Questions to answer:
[a] According to the extract on same-sex preference, in which ancient city was male homosexual attraction considered the norm?
[b] Reproduce the passage of the extract on same-sex preference from "I know for me, I" to "in their minds.", substituting "condemned" for "stigmatized".

─── Extract ───

We also know from looking at other cultures that some cultures have very different levels of same-sex preference being expressed. On the one hand, those with less homosexuality can easily be waved away as 'they're all repressed!', but those with more homosexuality are trickier. Most famously, in ancient Athens and some other Greek cities, male homosexual attraction was considered the norm, and openly expressed. So we must conclude one of:
a) lots of Greeks were pretending to get hard-ons from looking at boys
b) a vast percentage of modern society secretly fancies boys, but they just don't admit it
c) there has been a colossal shift in population genetics over the centuries
d) sexual preference is not innate, but is instead culture-dependent.
I know for me, I knew I was gay well before I knew what to call it or what that entailed. I would assume other people understand that they are attracted to same-sex persons... whether or not the culture they are in allows that type of behavior is a very different story of course. Where it is highly stigmatized or where there are strong social pressures to marry or father children in exclusion to relations with same-sex persons I'm sure it is very rarely outwardly displayed. Of course, this makes it hard to know if these types of cultures have homosexuals, since we can't know what's in their minds.

─── Dataset content ───

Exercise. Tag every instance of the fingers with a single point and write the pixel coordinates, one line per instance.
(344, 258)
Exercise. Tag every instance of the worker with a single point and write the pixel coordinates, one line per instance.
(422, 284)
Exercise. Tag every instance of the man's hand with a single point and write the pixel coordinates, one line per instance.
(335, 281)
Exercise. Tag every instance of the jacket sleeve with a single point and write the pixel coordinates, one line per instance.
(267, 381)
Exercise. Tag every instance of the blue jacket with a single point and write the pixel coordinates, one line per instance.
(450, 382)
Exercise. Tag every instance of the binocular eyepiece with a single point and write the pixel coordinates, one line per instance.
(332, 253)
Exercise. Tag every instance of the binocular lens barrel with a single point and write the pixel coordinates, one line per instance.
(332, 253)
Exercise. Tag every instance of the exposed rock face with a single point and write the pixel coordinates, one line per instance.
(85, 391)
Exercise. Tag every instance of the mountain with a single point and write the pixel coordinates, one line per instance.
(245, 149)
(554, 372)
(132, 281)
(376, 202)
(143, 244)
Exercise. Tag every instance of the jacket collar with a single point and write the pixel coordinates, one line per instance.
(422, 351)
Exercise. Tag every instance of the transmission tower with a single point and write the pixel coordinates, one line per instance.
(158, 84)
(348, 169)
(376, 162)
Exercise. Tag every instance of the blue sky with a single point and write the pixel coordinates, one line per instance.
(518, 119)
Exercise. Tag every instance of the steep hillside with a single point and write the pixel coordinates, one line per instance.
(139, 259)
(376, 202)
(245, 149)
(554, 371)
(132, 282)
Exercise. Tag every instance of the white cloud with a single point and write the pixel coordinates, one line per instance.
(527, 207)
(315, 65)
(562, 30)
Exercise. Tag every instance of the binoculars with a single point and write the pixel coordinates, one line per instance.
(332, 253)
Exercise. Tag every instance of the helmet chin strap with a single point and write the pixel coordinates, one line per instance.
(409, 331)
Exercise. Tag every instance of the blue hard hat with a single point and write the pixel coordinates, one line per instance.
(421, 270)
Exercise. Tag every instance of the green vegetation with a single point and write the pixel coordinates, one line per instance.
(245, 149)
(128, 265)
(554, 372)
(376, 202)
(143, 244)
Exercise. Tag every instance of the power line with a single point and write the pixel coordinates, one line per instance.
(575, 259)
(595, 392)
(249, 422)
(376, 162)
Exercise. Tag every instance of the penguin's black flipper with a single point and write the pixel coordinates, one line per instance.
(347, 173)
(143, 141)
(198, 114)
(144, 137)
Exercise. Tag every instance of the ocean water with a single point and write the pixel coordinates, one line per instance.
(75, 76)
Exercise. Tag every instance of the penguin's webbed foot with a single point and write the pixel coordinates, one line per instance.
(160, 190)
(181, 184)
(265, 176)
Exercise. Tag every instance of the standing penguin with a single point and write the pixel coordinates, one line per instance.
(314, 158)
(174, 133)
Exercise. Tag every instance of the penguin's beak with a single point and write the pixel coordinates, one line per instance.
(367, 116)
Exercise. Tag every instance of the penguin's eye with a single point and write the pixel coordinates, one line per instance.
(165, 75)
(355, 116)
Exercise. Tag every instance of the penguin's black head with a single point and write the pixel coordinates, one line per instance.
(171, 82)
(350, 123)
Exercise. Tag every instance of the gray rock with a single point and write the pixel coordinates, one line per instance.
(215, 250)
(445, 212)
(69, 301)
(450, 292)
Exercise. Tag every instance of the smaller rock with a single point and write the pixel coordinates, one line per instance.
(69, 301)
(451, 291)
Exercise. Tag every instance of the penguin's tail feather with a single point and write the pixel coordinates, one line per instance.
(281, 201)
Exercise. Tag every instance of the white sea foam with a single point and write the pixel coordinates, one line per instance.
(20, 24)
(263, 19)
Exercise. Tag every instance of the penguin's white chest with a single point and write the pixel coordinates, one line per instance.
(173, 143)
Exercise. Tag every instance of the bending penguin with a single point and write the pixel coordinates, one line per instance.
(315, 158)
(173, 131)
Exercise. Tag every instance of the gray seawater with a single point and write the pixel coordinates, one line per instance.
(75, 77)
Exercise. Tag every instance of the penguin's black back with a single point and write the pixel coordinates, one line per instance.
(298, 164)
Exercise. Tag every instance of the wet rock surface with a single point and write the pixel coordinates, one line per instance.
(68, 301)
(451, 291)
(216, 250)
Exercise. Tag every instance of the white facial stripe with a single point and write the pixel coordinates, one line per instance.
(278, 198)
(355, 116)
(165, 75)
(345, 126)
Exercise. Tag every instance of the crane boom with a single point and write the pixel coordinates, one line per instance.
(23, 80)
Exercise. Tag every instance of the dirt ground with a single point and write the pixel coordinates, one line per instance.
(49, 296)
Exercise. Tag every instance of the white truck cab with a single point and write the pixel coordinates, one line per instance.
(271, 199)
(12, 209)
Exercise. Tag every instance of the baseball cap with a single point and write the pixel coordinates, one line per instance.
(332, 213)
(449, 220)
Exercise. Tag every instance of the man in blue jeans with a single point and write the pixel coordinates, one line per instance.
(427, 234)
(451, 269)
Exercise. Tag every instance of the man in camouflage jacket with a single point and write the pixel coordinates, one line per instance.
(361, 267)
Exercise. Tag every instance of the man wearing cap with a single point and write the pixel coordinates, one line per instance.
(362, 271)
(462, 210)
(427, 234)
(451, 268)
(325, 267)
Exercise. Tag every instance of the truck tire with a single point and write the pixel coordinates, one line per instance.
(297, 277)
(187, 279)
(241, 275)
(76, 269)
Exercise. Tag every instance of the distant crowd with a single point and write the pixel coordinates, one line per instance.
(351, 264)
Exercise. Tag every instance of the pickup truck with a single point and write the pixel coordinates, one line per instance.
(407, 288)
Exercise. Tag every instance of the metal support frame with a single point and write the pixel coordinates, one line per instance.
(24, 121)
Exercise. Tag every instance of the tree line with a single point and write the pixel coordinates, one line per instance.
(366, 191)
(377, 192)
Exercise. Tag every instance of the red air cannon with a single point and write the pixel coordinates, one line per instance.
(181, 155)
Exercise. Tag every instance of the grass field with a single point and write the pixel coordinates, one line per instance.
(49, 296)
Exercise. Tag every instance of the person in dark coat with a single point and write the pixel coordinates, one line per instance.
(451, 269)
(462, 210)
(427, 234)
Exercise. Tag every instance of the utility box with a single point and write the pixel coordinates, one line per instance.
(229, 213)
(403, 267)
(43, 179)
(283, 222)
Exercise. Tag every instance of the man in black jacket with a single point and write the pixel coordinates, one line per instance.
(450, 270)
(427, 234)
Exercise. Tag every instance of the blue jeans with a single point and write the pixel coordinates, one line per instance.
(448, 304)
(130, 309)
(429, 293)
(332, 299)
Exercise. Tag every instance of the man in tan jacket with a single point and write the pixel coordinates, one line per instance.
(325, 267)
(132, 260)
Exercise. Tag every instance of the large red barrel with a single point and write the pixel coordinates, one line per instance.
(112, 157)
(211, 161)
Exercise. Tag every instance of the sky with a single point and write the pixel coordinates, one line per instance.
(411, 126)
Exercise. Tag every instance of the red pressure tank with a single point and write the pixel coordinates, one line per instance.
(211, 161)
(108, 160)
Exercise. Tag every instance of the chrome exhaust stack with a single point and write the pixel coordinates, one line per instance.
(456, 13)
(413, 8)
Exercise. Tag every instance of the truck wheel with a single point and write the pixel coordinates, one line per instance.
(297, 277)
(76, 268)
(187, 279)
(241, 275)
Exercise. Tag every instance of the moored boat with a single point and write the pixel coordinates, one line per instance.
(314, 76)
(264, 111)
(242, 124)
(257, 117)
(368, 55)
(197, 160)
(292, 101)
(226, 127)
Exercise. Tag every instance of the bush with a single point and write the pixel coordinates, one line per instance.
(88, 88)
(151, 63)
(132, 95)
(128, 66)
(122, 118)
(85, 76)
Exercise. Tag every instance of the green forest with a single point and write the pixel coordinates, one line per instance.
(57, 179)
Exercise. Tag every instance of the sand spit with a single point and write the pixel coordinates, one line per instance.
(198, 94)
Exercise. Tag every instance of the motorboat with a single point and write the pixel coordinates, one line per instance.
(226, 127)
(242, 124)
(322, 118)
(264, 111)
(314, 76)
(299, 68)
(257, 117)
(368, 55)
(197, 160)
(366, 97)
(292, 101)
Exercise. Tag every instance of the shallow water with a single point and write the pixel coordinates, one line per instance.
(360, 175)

───

Answers in order:
[a] Ancient Athens, along with some other Greek cities.

[b]
I know for me, I knew I was gay well before I knew what to call it or what that entailed. I would assume other people understand that they are attracted to same-sex persons... whether or not the culture they are in allows that type of behavior is a very different story of course. Where it is highly condemned or where there are strong social pressures to marry or father children in exclusion to relations with same-sex persons I'm sure it is very rarely outwardly displayed. Of course, this makes it hard to know if these types of cultures have homosexuals, since we can't know what's in their minds.